Records for this exercise:
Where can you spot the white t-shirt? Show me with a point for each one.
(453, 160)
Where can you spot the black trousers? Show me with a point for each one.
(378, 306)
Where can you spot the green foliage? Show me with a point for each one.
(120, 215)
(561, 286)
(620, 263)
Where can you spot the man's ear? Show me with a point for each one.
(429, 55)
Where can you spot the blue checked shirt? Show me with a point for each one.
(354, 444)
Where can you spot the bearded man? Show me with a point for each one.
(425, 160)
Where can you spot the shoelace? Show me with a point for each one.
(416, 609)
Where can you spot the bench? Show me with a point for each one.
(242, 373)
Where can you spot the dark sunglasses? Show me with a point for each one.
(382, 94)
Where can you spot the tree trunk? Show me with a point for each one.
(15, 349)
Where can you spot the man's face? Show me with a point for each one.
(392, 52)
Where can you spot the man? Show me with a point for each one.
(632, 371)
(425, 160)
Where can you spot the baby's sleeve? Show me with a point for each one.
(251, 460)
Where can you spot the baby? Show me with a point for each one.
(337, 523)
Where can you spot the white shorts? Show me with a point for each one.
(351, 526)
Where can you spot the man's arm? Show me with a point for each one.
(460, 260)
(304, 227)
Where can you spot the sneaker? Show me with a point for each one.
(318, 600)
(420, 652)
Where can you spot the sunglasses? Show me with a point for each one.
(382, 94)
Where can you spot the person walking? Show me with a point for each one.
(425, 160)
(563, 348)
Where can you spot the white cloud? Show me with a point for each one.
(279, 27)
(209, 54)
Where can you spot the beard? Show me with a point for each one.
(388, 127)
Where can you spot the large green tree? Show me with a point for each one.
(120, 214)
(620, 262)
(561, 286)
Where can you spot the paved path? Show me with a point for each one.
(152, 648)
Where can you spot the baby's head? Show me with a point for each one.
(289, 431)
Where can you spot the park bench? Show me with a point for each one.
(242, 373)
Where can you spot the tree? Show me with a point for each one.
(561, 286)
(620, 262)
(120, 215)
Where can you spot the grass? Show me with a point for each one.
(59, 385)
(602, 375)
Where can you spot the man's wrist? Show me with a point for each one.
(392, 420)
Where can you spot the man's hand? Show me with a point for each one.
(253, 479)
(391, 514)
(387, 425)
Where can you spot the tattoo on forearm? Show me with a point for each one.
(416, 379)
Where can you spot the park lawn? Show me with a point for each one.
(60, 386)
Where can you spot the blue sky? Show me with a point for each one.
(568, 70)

Task:
Each record should be given again exactly as it reads.

Task result:
Where can you spot the white t-shirt? Show me with a point for each one.
(453, 160)
Where can you spot the black trousers? Show me with a point for each one.
(378, 306)
Where can you spot the green foliage? Show me with a point for each one.
(120, 215)
(561, 286)
(620, 263)
Where can you spot the man's ear? Show me with a point for each one.
(429, 55)
Where can you spot the blue checked shirt? Show me with a point for each one.
(354, 444)
Where can you spot the bearded man? Show me with a point for each one.
(425, 160)
Where can you spot the shoelace? Show me with a point for each one.
(416, 609)
Where can you spot the bench? Show me with a point for each one.
(242, 373)
Where can you spot the dark sunglasses? Show me with a point for each one.
(382, 94)
Where can you spot the tree trunk? Show me with a point for each one.
(15, 349)
Where can you spot the man's face? Show me with a point for each one.
(392, 52)
Where can you spot the man? Show me with a point for each one.
(632, 371)
(425, 160)
Where can you spot the baby's sleeve? Show me with a point for each one.
(251, 460)
Where can you spot the baby? Show me with a point for each one.
(337, 523)
Where can you spot the white shorts? Show me with a point for each one.
(351, 526)
Where can you spot the man's arm? Show me with a point for each one.
(460, 260)
(304, 227)
Where can you spot the sneaker? Show me with a point for each one.
(318, 600)
(420, 652)
Where can you spot the sunglasses? Show me with a point for each one.
(382, 94)
Where can you spot the person walking? Show me with a point for each one.
(425, 160)
(563, 348)
Where can you spot the white cloud? Show me with a point for each one.
(279, 27)
(209, 54)
Where can you spot the beard? Show me with a point for each one.
(388, 127)
Where can you spot the large green tree? Show me with a point for each one.
(120, 214)
(620, 262)
(561, 286)
Where can you spot the paved path? Show me with a point for each one.
(152, 648)
Where can you spot the baby's head? Show me with a point for each one.
(289, 431)
Where can you spot the park bench? Show me with a point for each one.
(242, 373)
Where can you spot the tree? Show me with a point for each one.
(561, 286)
(620, 262)
(120, 215)
Where can you spot the grass? Show me with a point for each one.
(59, 385)
(602, 375)
Where can you spot the man's wrist? Show me with a point for each one.
(392, 420)
Where can you spot the man's hand? Show me with a point for each one.
(253, 479)
(391, 514)
(387, 425)
Where can you spot the tattoo on forearm? Show me with a point for each one.
(416, 379)
Where can you spot the park lawn? Show me with a point for each one.
(60, 386)
Where can you spot the blue sky? Show me with a point for each one.
(568, 70)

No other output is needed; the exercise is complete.